[Start Supplied data]

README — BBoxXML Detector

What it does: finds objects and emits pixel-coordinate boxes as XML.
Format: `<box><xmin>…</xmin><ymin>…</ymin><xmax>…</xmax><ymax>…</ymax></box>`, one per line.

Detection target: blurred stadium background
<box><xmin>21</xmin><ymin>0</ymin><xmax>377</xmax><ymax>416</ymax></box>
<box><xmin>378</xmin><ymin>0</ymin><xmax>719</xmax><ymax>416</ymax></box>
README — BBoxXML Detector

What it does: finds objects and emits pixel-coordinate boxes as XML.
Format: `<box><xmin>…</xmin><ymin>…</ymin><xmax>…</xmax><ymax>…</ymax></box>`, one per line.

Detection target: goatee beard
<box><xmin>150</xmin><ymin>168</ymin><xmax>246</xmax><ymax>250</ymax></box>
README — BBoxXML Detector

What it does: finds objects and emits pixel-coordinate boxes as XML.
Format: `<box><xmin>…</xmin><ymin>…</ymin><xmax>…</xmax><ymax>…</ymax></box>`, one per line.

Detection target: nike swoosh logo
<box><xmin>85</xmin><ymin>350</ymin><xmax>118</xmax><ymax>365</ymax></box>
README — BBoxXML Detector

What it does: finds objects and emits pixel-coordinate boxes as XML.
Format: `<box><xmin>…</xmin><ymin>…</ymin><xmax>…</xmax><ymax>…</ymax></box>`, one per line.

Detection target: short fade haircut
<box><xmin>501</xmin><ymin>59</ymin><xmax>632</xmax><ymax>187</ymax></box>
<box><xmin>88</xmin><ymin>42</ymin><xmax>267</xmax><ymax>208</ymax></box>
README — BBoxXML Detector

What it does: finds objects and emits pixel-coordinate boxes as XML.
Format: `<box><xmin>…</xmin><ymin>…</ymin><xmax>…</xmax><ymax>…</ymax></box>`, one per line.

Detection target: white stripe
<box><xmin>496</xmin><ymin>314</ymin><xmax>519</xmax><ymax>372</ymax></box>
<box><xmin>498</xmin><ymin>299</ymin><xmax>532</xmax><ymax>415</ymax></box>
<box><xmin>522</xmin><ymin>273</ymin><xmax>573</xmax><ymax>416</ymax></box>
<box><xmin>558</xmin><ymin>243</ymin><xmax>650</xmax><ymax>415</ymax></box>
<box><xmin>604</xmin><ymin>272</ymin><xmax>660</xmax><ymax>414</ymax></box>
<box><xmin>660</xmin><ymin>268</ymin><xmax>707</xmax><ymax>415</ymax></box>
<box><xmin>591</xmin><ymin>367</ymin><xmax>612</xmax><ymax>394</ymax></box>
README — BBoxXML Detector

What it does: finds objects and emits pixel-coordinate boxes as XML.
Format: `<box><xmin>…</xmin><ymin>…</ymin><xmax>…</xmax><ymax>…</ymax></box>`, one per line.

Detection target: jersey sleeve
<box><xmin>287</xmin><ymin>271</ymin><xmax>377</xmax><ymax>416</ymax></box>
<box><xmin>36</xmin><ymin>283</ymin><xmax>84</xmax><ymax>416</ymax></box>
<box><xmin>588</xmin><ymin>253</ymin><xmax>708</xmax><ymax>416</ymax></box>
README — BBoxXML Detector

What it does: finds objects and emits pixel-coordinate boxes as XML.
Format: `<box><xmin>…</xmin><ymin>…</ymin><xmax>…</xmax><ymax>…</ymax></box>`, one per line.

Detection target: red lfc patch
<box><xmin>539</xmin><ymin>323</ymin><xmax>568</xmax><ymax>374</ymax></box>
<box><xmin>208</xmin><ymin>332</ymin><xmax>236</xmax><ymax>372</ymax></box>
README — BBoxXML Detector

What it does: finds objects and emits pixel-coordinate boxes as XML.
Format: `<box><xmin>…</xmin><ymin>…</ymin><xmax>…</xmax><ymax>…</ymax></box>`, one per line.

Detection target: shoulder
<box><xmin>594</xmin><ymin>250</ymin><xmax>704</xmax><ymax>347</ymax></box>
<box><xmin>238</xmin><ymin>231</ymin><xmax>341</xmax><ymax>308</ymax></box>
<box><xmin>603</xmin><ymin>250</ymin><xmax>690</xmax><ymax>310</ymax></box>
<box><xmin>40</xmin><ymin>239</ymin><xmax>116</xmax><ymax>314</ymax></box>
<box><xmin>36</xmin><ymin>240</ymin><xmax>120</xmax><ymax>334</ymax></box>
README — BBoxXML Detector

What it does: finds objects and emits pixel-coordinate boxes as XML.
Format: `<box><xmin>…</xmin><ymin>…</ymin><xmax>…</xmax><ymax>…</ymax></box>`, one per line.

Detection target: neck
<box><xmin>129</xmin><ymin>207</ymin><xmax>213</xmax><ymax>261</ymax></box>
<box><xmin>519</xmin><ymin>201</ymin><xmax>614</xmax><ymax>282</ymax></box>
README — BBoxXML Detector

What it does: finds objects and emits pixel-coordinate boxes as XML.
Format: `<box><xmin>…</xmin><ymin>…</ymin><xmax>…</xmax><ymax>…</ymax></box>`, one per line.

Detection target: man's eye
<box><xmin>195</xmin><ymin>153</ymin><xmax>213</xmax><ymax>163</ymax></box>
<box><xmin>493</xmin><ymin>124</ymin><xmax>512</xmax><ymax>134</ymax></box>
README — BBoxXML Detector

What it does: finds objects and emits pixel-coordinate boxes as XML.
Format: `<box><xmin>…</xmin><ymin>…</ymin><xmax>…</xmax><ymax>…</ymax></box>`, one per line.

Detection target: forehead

[End Supplied data]

# Given exercise:
Format the lines above as a JSON list of strings, one string per line, with blank lines left out.

# Task solution:
[
  "README — BBoxXML Detector",
  "What it does: finds objects and emits pixel-coordinate boxes as XML.",
  "Format: `<box><xmin>…</xmin><ymin>…</ymin><xmax>…</xmax><ymax>…</ymax></box>`, one per line.",
  "Detection target: blurred stadium background",
  "<box><xmin>21</xmin><ymin>0</ymin><xmax>377</xmax><ymax>416</ymax></box>",
  "<box><xmin>378</xmin><ymin>0</ymin><xmax>719</xmax><ymax>416</ymax></box>",
  "README — BBoxXML Detector",
  "What it does: finds objects and emits pixel-coordinate boxes as XML.",
  "Format: `<box><xmin>…</xmin><ymin>…</ymin><xmax>…</xmax><ymax>…</ymax></box>`, one per line.",
  "Detection target: goatee beard",
  "<box><xmin>150</xmin><ymin>168</ymin><xmax>246</xmax><ymax>250</ymax></box>",
  "README — BBoxXML Detector",
  "What it does: finds objects and emits pixel-coordinate boxes as XML.",
  "Format: `<box><xmin>…</xmin><ymin>…</ymin><xmax>…</xmax><ymax>…</ymax></box>`, one per line.",
  "Detection target: nike swoosh logo",
  "<box><xmin>85</xmin><ymin>350</ymin><xmax>118</xmax><ymax>365</ymax></box>",
  "README — BBoxXML Detector",
  "What it does: finds objects and emits pixel-coordinate boxes as XML.",
  "Format: `<box><xmin>…</xmin><ymin>…</ymin><xmax>…</xmax><ymax>…</ymax></box>`, one per line.",
  "Detection target: short fade haircut",
  "<box><xmin>501</xmin><ymin>59</ymin><xmax>632</xmax><ymax>187</ymax></box>",
  "<box><xmin>88</xmin><ymin>42</ymin><xmax>267</xmax><ymax>208</ymax></box>",
  "README — BBoxXML Detector",
  "What it does: finds objects and emits pixel-coordinate boxes as XML.",
  "Format: `<box><xmin>…</xmin><ymin>…</ymin><xmax>…</xmax><ymax>…</ymax></box>`, one per line.",
  "Detection target: white stripe",
  "<box><xmin>496</xmin><ymin>314</ymin><xmax>519</xmax><ymax>372</ymax></box>",
  "<box><xmin>498</xmin><ymin>299</ymin><xmax>532</xmax><ymax>415</ymax></box>",
  "<box><xmin>522</xmin><ymin>273</ymin><xmax>573</xmax><ymax>416</ymax></box>",
  "<box><xmin>558</xmin><ymin>243</ymin><xmax>650</xmax><ymax>415</ymax></box>",
  "<box><xmin>604</xmin><ymin>272</ymin><xmax>660</xmax><ymax>414</ymax></box>",
  "<box><xmin>660</xmin><ymin>268</ymin><xmax>707</xmax><ymax>415</ymax></box>",
  "<box><xmin>591</xmin><ymin>367</ymin><xmax>612</xmax><ymax>394</ymax></box>",
  "README — BBoxXML Detector",
  "What it does: finds objects and emits pixel-coordinate boxes as XML.",
  "Format: `<box><xmin>…</xmin><ymin>…</ymin><xmax>…</xmax><ymax>…</ymax></box>`, one per line.",
  "Detection target: jersey sleeve",
  "<box><xmin>287</xmin><ymin>271</ymin><xmax>377</xmax><ymax>416</ymax></box>",
  "<box><xmin>36</xmin><ymin>283</ymin><xmax>84</xmax><ymax>416</ymax></box>",
  "<box><xmin>588</xmin><ymin>253</ymin><xmax>708</xmax><ymax>416</ymax></box>",
  "README — BBoxXML Detector",
  "What it does: finds objects and emits pixel-coordinate boxes as XML.",
  "Format: `<box><xmin>…</xmin><ymin>…</ymin><xmax>…</xmax><ymax>…</ymax></box>`, one per line.",
  "Detection target: red lfc patch",
  "<box><xmin>539</xmin><ymin>323</ymin><xmax>568</xmax><ymax>374</ymax></box>",
  "<box><xmin>208</xmin><ymin>332</ymin><xmax>236</xmax><ymax>372</ymax></box>",
  "README — BBoxXML Detector",
  "What it does: finds objects and emits pixel-coordinate boxes as XML.",
  "Format: `<box><xmin>…</xmin><ymin>…</ymin><xmax>…</xmax><ymax>…</ymax></box>`, one per line.",
  "Detection target: shoulder",
  "<box><xmin>594</xmin><ymin>250</ymin><xmax>704</xmax><ymax>347</ymax></box>",
  "<box><xmin>238</xmin><ymin>231</ymin><xmax>341</xmax><ymax>308</ymax></box>",
  "<box><xmin>603</xmin><ymin>250</ymin><xmax>690</xmax><ymax>310</ymax></box>",
  "<box><xmin>40</xmin><ymin>239</ymin><xmax>116</xmax><ymax>314</ymax></box>",
  "<box><xmin>36</xmin><ymin>240</ymin><xmax>120</xmax><ymax>334</ymax></box>",
  "README — BBoxXML Detector",
  "What it does: finds objects and emits pixel-coordinate boxes as XML.",
  "Format: `<box><xmin>…</xmin><ymin>…</ymin><xmax>…</xmax><ymax>…</ymax></box>`, one per line.",
  "Detection target: neck",
  "<box><xmin>129</xmin><ymin>207</ymin><xmax>213</xmax><ymax>261</ymax></box>",
  "<box><xmin>519</xmin><ymin>201</ymin><xmax>614</xmax><ymax>282</ymax></box>",
  "README — BBoxXML Detector",
  "What it does: finds objects and emits pixel-coordinate boxes as XML.",
  "Format: `<box><xmin>…</xmin><ymin>…</ymin><xmax>…</xmax><ymax>…</ymax></box>`, one per line.",
  "Detection target: man's eye",
  "<box><xmin>195</xmin><ymin>153</ymin><xmax>213</xmax><ymax>163</ymax></box>",
  "<box><xmin>493</xmin><ymin>124</ymin><xmax>512</xmax><ymax>134</ymax></box>",
  "README — BBoxXML Detector",
  "What it does: finds objects and emits pixel-coordinate boxes as XML.",
  "Format: `<box><xmin>…</xmin><ymin>…</ymin><xmax>…</xmax><ymax>…</ymax></box>`, one per line.",
  "Detection target: forehead"
]